## Data rows

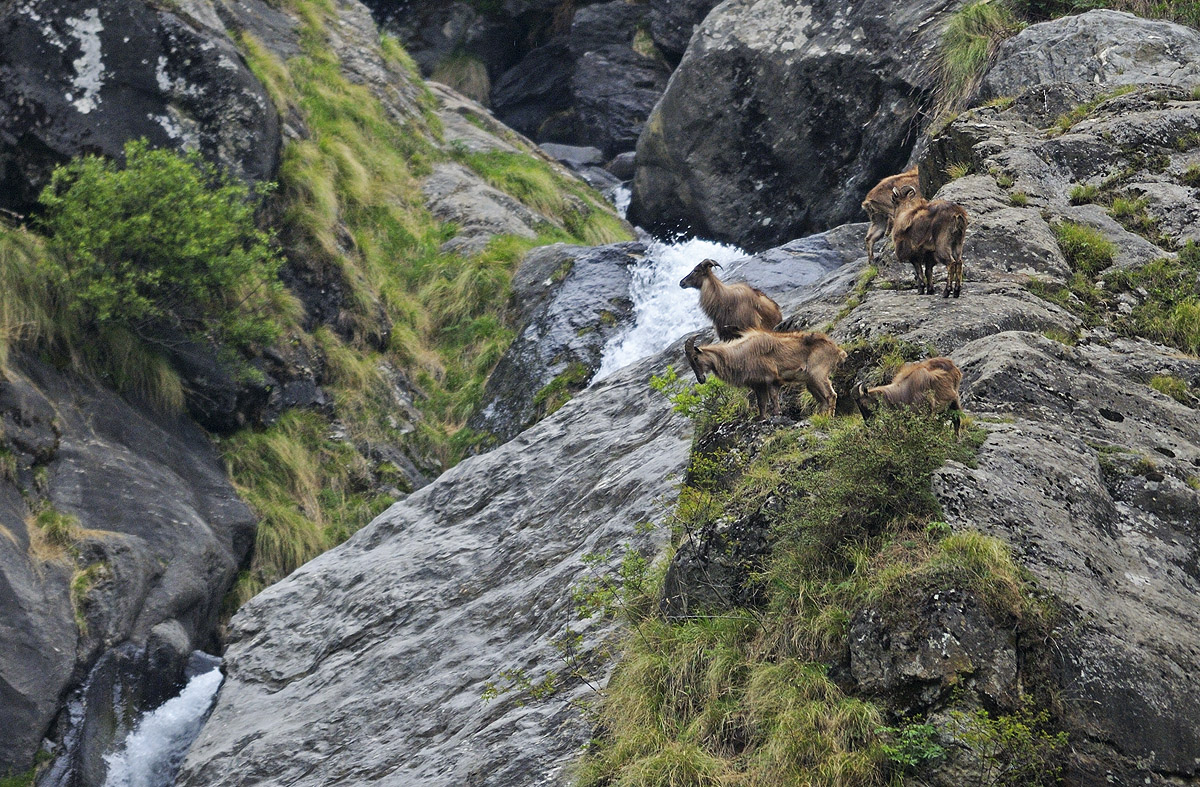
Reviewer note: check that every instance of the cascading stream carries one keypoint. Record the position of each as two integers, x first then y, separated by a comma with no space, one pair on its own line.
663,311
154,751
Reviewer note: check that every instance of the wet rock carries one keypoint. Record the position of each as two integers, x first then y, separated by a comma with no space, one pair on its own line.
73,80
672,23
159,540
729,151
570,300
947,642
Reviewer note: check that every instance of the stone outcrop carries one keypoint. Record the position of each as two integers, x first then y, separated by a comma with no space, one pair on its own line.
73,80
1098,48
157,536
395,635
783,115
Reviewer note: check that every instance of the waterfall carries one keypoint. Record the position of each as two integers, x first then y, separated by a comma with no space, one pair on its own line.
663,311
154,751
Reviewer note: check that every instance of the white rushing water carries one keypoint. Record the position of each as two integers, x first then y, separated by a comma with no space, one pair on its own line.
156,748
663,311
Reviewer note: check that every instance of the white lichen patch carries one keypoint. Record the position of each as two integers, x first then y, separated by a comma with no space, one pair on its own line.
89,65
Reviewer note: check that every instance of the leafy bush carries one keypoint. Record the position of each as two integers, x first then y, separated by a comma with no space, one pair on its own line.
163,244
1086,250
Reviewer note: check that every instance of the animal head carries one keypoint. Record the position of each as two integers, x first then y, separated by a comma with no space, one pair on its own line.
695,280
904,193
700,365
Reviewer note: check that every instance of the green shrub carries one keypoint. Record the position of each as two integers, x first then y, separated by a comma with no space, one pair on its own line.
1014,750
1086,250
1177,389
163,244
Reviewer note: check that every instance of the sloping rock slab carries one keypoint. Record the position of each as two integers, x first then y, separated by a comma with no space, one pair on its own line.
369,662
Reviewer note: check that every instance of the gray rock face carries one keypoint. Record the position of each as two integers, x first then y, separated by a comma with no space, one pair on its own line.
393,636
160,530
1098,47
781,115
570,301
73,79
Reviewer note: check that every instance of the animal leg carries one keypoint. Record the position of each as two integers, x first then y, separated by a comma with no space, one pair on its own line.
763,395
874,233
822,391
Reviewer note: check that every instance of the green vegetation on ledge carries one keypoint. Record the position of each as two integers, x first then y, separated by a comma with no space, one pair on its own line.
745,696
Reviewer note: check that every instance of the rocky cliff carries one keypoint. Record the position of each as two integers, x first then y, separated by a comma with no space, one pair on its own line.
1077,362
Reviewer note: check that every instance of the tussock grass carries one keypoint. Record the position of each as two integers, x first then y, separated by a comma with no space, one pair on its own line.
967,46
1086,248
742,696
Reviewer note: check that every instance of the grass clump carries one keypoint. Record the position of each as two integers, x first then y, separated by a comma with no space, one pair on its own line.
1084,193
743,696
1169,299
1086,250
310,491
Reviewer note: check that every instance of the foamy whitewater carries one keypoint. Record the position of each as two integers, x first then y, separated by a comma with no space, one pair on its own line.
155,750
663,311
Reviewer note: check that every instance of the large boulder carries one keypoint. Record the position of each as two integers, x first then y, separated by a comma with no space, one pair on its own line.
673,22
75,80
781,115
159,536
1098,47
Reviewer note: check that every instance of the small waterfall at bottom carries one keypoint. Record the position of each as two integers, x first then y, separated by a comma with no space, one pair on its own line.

* * *

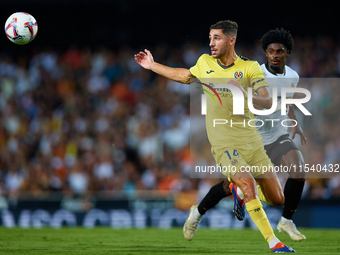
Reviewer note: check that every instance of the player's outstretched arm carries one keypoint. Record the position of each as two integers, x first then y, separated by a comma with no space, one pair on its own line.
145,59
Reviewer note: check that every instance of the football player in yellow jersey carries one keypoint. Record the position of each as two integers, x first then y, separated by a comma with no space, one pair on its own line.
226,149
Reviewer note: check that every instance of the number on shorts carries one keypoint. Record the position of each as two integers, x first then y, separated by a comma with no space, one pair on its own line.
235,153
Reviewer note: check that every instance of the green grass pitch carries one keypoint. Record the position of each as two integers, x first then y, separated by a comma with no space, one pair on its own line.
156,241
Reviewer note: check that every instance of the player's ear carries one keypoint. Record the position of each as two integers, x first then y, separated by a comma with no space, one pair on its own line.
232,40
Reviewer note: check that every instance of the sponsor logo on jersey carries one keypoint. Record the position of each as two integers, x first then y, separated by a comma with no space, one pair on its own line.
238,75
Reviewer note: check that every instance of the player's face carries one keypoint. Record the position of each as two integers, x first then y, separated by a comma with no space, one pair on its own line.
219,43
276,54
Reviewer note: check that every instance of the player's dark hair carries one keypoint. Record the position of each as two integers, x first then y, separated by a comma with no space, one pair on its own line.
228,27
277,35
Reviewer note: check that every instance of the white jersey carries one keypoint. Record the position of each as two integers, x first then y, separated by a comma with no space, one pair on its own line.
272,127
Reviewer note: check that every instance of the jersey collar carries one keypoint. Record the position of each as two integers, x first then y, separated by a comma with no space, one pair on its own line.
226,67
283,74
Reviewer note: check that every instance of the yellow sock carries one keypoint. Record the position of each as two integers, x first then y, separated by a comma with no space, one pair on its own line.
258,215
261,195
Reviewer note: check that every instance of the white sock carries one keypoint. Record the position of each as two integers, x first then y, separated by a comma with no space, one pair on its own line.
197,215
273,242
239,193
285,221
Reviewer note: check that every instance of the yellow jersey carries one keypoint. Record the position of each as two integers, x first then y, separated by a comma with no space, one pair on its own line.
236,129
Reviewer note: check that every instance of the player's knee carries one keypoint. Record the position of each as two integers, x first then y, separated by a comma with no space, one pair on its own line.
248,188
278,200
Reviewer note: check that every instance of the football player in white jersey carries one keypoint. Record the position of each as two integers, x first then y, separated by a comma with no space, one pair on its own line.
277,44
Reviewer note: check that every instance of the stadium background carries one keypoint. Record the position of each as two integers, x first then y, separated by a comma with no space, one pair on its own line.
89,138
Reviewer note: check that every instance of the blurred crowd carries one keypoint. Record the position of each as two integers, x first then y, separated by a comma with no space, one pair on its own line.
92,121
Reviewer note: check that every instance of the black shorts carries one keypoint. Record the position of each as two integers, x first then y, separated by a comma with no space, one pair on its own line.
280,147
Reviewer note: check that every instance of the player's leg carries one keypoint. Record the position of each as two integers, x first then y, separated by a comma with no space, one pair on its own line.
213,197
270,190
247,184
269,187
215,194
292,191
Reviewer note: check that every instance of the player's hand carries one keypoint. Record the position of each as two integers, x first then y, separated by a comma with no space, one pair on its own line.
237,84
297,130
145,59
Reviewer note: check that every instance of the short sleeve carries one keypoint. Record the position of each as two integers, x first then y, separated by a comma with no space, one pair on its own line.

## Stated exercise
Locate every line in the data above that contains the string "face" and copy each one in full.

## Correct output
Reviewer note: check that every instance of the gray rock face carries one keypoint. Record the position of each as two integers, x first then y, separated by a comma with no space, one pair on its own line.
Reviewer note: check that every instance of the player's face carries one keypoint. Record the position of each as two integers, x first then y, separated by a comma with no space, one pair on its own line.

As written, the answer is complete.